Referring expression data
■ ■ ■

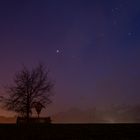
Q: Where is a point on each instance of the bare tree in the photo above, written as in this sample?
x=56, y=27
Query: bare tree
x=38, y=107
x=30, y=86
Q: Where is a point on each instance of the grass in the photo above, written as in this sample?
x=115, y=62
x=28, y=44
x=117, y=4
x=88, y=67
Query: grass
x=70, y=132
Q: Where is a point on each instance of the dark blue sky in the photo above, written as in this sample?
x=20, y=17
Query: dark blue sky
x=92, y=48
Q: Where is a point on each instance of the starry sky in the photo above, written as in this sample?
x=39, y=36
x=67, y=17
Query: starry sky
x=91, y=47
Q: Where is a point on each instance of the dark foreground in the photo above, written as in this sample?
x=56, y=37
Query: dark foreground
x=70, y=132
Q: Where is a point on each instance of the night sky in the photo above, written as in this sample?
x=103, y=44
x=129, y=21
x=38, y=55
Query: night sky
x=91, y=47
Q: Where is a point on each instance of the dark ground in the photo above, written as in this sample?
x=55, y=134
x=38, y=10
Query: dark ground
x=70, y=132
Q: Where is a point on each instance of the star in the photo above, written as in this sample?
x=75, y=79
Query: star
x=57, y=51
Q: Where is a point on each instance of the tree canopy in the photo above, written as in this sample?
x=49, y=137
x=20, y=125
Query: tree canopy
x=29, y=86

■ ■ ■

**The problem**
Filter the entries above down to the lines that contain "sample".

**Reply**
Q: Where is a point on each instance of the bare tree in the photo above, written as in this sample?
Q: Where is a point on each instance of the grass in the photo above, written as in this sample?
Q: Where is a point on each instance of the dark blue sky in the photo above, written as in this sample?
Q: Where is a point on each instance of the starry sky in the photo above, written as in this sample?
Q: Where is a point on each instance of the dark foreground in the photo above, written as in this sample?
Q: Where is a point on each instance of the night sky in the photo above, written as in this sample?
Q: Where is a point on each instance of the dark ground in the photo above, written as in this sample?
Q: Where is a point on each instance of the star in the photo above, written as in this sample?
Q: Where is a point on each instance of the tree canopy in the photo above, written as in this sample?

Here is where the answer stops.